Source data:
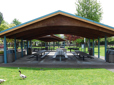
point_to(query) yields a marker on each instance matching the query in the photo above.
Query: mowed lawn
(56, 76)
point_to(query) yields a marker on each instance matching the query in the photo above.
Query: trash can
(111, 56)
(10, 56)
(29, 51)
(107, 55)
(90, 51)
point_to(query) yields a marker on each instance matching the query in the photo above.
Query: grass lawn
(56, 76)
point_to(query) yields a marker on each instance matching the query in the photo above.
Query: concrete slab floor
(72, 62)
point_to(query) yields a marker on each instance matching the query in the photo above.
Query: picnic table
(39, 54)
(83, 54)
(73, 49)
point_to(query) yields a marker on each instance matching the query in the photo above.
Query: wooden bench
(39, 55)
(43, 56)
(83, 55)
(60, 57)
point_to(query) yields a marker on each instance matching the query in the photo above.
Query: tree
(1, 18)
(72, 38)
(16, 22)
(89, 9)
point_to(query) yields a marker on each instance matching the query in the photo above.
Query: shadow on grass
(43, 69)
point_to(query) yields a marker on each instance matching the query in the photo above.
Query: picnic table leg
(60, 58)
(83, 58)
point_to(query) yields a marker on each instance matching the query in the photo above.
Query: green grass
(57, 76)
(102, 50)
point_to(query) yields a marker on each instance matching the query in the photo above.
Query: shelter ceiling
(60, 24)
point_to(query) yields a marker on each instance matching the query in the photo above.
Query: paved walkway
(71, 62)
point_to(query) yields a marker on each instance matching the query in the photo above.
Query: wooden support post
(105, 46)
(15, 48)
(93, 46)
(5, 50)
(98, 47)
(21, 47)
(27, 47)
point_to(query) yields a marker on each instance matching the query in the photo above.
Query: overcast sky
(26, 10)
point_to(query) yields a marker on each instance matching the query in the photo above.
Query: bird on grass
(2, 80)
(22, 75)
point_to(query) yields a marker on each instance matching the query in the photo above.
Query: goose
(22, 76)
(2, 80)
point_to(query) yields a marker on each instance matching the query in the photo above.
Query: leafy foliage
(90, 9)
(1, 17)
(16, 22)
(71, 37)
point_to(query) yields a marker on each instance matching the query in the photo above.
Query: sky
(26, 10)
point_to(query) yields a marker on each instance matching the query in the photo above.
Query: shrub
(1, 52)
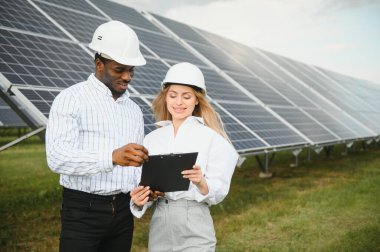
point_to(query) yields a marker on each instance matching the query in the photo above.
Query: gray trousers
(181, 225)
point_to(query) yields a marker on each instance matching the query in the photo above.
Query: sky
(339, 35)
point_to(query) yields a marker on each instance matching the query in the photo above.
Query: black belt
(84, 195)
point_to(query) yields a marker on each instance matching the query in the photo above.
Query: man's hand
(130, 155)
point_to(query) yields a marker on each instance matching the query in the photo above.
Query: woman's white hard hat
(117, 41)
(185, 73)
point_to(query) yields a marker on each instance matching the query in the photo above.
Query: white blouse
(216, 157)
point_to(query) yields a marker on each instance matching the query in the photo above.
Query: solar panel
(79, 6)
(261, 104)
(241, 138)
(38, 61)
(81, 26)
(147, 112)
(264, 124)
(9, 118)
(42, 99)
(125, 14)
(320, 87)
(19, 14)
(306, 125)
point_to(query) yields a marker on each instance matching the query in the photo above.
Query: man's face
(114, 75)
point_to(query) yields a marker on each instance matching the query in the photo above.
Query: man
(93, 140)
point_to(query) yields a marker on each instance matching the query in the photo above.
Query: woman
(181, 221)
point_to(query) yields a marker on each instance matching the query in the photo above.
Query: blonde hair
(203, 109)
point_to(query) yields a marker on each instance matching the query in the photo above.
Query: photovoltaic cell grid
(306, 125)
(220, 89)
(148, 114)
(332, 124)
(147, 78)
(270, 89)
(171, 52)
(126, 14)
(37, 61)
(239, 136)
(324, 92)
(19, 14)
(367, 92)
(78, 5)
(81, 26)
(42, 99)
(264, 124)
(9, 118)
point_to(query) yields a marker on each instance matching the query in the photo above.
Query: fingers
(130, 155)
(194, 175)
(155, 194)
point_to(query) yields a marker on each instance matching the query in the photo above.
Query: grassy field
(328, 204)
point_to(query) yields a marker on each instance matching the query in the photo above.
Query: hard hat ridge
(185, 73)
(119, 42)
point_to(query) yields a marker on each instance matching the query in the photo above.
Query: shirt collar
(190, 119)
(100, 86)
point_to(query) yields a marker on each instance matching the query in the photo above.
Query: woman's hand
(196, 177)
(140, 195)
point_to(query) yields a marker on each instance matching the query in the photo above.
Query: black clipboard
(163, 172)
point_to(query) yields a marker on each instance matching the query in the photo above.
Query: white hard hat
(119, 42)
(185, 73)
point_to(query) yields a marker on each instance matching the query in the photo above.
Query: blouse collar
(190, 119)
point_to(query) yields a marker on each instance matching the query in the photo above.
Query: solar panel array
(267, 102)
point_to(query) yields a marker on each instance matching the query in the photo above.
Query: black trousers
(93, 222)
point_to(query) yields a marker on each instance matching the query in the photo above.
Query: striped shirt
(85, 125)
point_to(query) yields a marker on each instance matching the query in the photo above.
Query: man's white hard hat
(117, 41)
(185, 73)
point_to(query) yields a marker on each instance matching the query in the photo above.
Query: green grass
(328, 204)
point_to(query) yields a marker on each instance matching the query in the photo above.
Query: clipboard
(163, 172)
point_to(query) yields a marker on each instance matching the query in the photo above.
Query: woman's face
(180, 101)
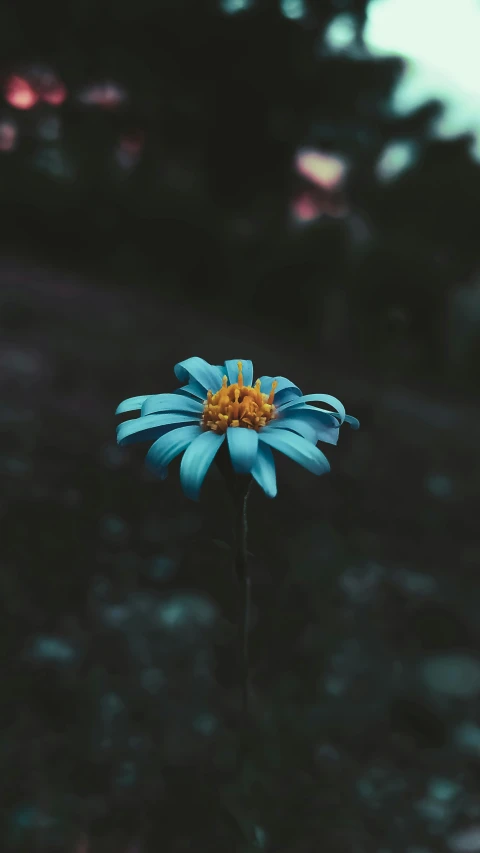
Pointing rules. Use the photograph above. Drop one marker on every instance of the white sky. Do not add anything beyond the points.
(441, 40)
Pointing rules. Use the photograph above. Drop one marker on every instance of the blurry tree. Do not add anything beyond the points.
(170, 159)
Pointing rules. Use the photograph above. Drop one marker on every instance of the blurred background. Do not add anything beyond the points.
(297, 182)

WHAT THIS TASK INVOLVES: Each record above must be retyped exactly. Omit the pictures.

SOLUTION TO THE EXERCISE:
point_to(query) yields a marker on each instance matching the query in the photo above.
Query: mowed lawn
(56, 76)
point_to(query) yields a marker on each instance matching the query in the photo above.
Query: trash can
(111, 56)
(10, 56)
(29, 51)
(107, 55)
(90, 51)
point_to(query) yields a marker on each instance matching the query in the photo above.
Query: grass lawn
(56, 76)
point_to(query) yields a marker on each instance matching the query in the photo above.
Query: concrete slab floor
(72, 62)
point_to(query) yields a marker on each instance matching the query in the photo above.
Query: picnic table
(39, 54)
(83, 54)
(73, 49)
point_to(query) yields a marker on each instance matching the query in the photo above.
Query: wooden bench
(39, 55)
(43, 56)
(83, 55)
(60, 57)
point_to(query) yields a marker on each instance matching the query in the photo above.
Query: tree
(1, 18)
(72, 38)
(16, 22)
(89, 9)
point_to(query) yields a marker on each instance matching the query in the photo above.
Query: shadow on grass
(43, 69)
point_to(query) yields a marker on each instance matching the query in the photo above.
Query: picnic table leg
(60, 58)
(83, 58)
point_to(query) yields a marker on each instance matching the query in the photo above.
Query: green grass
(57, 76)
(102, 50)
point_to(query) yields a marker on each instance matching the query in the photo above.
Query: shelter ceiling
(60, 24)
point_to(query) yields a marker on each instance matching the query in the photo above.
Query: paved walkway
(71, 62)
point_to(query) yields a marker on each instance matching the query in the photo above.
Query: wooden support post
(105, 46)
(15, 48)
(93, 46)
(5, 50)
(98, 47)
(21, 47)
(27, 47)
point_to(query) yields a marker on each instance matching the query in the photo above.
Query: overcast sky
(26, 10)
point_to(query) yields a marker on each instance matching the query in the photo above.
Query: bird on grass
(2, 80)
(22, 75)
point_to(query) yields a marker on each instance matching the query in the photo above.
Query: goose
(22, 76)
(2, 80)
point_to(query) yields a marker on each instance matching the query in the photo above.
Query: leafy foliage
(90, 9)
(1, 17)
(16, 22)
(71, 37)
point_to(query) yields a marker on each instance matching the query in the photo above.
Query: sky
(26, 10)
point_to(query) yields a marker on each instance matching the query in the photo above.
Query: shrub
(1, 52)
point_to(query) yields a marker on each instance matching the query in the photo above.
Query: gray trousers
(181, 225)
point_to(query) yields a marker on each instance matching the query in the photo above.
Query: sky
(339, 35)
point_to(query) yields a marker on each instance matching the query in the photo above.
Query: black belt
(84, 195)
point_to(query) yields a marker on each instance matching the query in the photo above.
Query: man's hand
(130, 155)
point_to(query) yields a marker on each instance matching the query in the photo above.
Query: woman's white hard hat
(117, 41)
(185, 73)
point_to(query) yields a marker on each instance matching the query in the photo above.
Query: white blouse
(216, 157)
point_to(query) yields a marker on each instance matching the query in the photo above.
Query: solar panel
(79, 6)
(261, 104)
(241, 138)
(38, 61)
(81, 26)
(147, 112)
(264, 124)
(9, 118)
(42, 99)
(125, 14)
(320, 87)
(19, 14)
(306, 125)
point_to(query) yields a marker on each instance matching the query in the photo above.
Query: man's face
(114, 75)
point_to(query) yields a marker on each instance matching the query in the photo above.
Query: man
(93, 140)
point_to(query) yields a marker on each instance matching the query in the photo above.
Query: woman
(181, 221)
point_to(query) yields a marker on each instance matching the query in the photo above.
Query: blonde hair
(203, 109)
point_to(query) yields a marker on each instance matching the query in the photo above.
Query: photovoltaic cell grid
(306, 125)
(220, 89)
(148, 114)
(332, 124)
(147, 78)
(270, 89)
(171, 52)
(126, 14)
(37, 61)
(239, 136)
(324, 92)
(19, 14)
(367, 92)
(78, 5)
(81, 26)
(42, 99)
(264, 124)
(9, 118)
point_to(query) yields a marker on each instance matching the query in the photo above.
Query: fingers
(130, 155)
(194, 175)
(155, 194)
point_to(query) yields a marker on each instance matching the query in the photo above.
Query: grassy field
(328, 204)
point_to(query) yields a marker on each instance matching the query in the photo above.
Query: hard hat ridge
(185, 73)
(119, 42)
point_to(query) yields a marker on each instance matching the query in the photo above.
Query: shirt collar
(190, 119)
(100, 86)
point_to(query) yields a marker on each instance matching the query in the photo above.
Query: woman's hand
(196, 177)
(140, 195)
point_to(query) yields a marker on each instance matching the query in the photo above.
Query: black clipboard
(163, 172)
point_to(query) yields a marker on each instance matching the query in the photo above.
Query: white hard hat
(119, 42)
(185, 73)
point_to(query) yields a marker on each instance matching the query in the photo above.
Query: blouse collar
(190, 119)
point_to(query) yields a marker on each instance matching the query in the photo above.
Query: solar panel array
(267, 102)
point_to(query) yields a marker on each instance matching the query in the photo above.
Query: black trousers
(93, 222)
point_to(query) yields a marker on each instance matching the query in the photo above.
Query: striped shirt
(85, 125)
point_to(query) yields a marker on each instance matching the query in the photo above.
Query: man's white hard hat
(117, 41)
(185, 73)
point_to(query) yields a marker on each instance matching the query in the photo above.
Query: green grass
(328, 204)
point_to(query) yields a marker on each instance matching the query in the photo above.
Query: clipboard
(163, 172)
point_to(query) yields a marker on each instance matching the query in the photo above.
Query: woman's face
(180, 101)
Pointing rules. Use the photograph above. Drop one marker on every instance of the white sky. Do not add anything beyond the points.
(441, 40)
Pointing rules. Use the photograph above. Drop one marker on every instance of the blurry tree. Do not add anything beyond the points.
(170, 159)
Pointing rules. Use the photograph above. Drop one marker on every instance of the blurred background. Do not add anything beyond the points.
(297, 182)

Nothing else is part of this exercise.